### Task description:
Reproduce the items starting at the line containing "Where can the blue and" and ending at the line containing "point(393, 282)", both included. Scale each coordinate in the answer points by 1.3 and round it to a whole number, with halves rounding up, and copy every other line, including the sample points, unchanged.

Dataset records on where objects are located
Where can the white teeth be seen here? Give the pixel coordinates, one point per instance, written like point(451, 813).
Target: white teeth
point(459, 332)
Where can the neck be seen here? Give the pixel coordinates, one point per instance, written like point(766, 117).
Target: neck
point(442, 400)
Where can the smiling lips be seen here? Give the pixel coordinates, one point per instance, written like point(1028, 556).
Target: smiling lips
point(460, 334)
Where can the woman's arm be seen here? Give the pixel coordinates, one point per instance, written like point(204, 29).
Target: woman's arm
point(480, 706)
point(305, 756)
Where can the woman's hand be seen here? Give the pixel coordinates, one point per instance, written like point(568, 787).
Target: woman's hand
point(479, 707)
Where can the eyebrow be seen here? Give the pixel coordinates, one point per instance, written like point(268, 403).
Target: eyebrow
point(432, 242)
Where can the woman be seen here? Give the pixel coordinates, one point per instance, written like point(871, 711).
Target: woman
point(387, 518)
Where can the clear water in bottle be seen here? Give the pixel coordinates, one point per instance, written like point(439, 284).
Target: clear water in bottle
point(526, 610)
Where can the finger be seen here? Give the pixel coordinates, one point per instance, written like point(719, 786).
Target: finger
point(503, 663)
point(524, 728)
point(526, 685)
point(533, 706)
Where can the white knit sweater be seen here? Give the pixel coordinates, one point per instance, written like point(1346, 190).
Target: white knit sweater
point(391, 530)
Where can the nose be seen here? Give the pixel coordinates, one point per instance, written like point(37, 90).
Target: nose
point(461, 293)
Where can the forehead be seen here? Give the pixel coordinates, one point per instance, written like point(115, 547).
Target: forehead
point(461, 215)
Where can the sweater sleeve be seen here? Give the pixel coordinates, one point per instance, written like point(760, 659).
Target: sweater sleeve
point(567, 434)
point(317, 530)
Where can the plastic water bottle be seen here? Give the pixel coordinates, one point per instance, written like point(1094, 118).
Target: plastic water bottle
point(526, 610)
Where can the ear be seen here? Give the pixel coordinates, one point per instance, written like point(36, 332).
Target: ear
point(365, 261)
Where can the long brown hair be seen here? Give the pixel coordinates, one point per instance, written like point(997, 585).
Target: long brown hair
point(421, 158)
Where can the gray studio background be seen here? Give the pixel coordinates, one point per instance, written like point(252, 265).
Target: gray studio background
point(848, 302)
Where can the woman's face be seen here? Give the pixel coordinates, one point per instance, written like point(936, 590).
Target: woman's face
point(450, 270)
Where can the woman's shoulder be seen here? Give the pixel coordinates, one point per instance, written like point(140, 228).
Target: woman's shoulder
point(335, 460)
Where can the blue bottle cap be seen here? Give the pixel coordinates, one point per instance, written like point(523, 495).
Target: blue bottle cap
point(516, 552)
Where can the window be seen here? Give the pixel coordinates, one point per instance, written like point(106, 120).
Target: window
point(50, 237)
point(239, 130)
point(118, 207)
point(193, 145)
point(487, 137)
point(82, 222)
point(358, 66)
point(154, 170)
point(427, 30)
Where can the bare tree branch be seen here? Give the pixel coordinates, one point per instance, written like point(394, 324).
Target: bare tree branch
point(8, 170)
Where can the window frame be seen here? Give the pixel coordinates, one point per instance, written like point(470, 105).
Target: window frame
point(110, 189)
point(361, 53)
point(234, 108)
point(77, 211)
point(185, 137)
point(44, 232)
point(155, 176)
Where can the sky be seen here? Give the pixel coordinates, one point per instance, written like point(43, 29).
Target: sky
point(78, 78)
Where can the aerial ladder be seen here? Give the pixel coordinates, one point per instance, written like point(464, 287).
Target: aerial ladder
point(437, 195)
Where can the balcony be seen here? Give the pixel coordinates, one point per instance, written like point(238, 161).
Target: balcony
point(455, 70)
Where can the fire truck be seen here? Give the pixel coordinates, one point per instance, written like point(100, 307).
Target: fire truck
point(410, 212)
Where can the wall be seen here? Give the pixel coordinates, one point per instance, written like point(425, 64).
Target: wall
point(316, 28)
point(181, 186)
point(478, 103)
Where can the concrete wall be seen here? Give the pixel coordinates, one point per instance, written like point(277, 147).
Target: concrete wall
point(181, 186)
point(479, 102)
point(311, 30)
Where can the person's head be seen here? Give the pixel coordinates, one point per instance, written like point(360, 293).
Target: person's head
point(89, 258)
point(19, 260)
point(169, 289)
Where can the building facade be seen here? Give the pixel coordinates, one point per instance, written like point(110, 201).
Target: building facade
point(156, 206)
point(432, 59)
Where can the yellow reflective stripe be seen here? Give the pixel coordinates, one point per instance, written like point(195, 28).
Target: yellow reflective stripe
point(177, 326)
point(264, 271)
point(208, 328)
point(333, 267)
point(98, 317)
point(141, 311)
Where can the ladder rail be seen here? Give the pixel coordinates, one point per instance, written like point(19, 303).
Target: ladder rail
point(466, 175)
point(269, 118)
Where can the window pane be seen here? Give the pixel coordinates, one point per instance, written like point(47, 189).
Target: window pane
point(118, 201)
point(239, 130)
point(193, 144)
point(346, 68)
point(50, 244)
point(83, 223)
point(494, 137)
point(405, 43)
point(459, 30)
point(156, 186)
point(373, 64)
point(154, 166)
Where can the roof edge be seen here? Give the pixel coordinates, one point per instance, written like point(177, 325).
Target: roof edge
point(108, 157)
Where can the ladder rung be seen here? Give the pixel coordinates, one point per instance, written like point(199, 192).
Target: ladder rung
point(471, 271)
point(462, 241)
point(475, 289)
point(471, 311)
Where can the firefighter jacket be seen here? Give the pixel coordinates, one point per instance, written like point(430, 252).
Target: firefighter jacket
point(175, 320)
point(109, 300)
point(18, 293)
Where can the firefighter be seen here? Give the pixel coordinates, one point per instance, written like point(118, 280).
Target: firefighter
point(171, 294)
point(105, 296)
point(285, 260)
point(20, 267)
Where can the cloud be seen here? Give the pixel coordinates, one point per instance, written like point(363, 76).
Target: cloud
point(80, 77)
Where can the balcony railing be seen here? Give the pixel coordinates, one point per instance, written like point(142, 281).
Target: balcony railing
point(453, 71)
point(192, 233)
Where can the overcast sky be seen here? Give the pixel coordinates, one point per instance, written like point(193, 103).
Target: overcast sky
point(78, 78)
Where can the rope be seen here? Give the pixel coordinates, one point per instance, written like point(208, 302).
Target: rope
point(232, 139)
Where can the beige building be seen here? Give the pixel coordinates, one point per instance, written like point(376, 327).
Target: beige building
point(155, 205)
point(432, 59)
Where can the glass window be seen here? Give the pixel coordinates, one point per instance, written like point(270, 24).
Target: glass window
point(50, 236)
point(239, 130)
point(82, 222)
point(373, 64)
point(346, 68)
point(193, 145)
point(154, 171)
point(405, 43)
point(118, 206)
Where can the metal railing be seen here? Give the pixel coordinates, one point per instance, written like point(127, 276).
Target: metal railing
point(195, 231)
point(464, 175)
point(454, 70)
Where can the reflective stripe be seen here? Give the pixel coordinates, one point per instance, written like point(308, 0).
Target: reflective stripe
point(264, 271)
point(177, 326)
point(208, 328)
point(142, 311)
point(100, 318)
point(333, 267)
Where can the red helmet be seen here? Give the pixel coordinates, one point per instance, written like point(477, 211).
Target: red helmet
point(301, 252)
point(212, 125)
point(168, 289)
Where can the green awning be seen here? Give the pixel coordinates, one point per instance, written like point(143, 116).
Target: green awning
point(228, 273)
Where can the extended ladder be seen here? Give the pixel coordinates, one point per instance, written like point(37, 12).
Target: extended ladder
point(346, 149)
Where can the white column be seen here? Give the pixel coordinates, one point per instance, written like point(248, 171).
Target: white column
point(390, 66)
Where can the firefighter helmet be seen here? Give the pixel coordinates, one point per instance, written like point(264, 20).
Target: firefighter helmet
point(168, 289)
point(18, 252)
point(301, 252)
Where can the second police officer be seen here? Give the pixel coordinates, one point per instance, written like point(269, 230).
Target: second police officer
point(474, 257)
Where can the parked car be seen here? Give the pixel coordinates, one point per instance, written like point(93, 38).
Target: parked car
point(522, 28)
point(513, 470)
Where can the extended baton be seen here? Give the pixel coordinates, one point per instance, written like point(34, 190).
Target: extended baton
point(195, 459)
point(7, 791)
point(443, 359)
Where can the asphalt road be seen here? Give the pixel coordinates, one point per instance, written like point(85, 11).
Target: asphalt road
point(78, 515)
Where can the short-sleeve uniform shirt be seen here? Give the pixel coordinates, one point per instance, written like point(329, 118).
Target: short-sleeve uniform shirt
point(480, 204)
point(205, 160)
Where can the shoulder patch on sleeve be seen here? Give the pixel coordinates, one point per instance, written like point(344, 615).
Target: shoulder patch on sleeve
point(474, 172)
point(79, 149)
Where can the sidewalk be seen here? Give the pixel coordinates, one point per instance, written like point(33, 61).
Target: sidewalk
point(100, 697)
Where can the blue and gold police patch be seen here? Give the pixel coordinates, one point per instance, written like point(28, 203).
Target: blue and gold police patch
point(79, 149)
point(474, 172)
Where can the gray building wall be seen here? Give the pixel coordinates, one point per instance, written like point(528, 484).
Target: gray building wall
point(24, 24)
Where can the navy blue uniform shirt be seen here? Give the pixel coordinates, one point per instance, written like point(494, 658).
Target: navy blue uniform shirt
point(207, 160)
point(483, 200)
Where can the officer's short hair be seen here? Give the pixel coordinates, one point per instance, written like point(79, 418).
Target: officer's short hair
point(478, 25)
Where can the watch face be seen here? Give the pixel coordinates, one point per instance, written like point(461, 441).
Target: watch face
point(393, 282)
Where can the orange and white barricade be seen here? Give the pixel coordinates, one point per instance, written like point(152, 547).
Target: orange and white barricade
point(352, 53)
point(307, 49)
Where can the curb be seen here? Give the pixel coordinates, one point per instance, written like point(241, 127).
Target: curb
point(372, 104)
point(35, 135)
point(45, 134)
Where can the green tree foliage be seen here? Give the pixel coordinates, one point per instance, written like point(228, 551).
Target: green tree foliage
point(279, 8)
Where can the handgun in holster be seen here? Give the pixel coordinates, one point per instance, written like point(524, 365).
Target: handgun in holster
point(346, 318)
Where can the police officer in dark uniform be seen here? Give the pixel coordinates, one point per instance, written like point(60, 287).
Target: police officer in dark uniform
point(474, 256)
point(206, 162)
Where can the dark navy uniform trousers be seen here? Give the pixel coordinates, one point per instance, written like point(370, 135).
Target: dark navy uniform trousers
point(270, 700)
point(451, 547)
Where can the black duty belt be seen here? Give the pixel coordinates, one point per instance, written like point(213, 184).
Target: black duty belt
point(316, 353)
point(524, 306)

### Task answer:
Where can the blue and gold police patch be seen here? Give the pixel coordinates, one point per instance, written like point(28, 203).
Target: blue and gold police patch
point(103, 194)
point(616, 224)
Where can the gray building wall be seen here? Give the pixel coordinates, one point per instance, written like point(528, 484).
Target: gray building wall
point(31, 31)
Where can the navy blue uniform shirt be seen here? Give the pixel coordinates, one point per instance, written like point(494, 658).
Target: navy blue uniform shirt
point(269, 208)
point(628, 260)
Where can the officer's short hair be seen here? Give the pixel coordinates, one point per instance, written like point(79, 418).
Target: officer's short hair
point(621, 33)
Where can the watch face be seen here? Give the pixel coordinates, one point per instance, written like point(461, 441).
Target: watch face
point(511, 367)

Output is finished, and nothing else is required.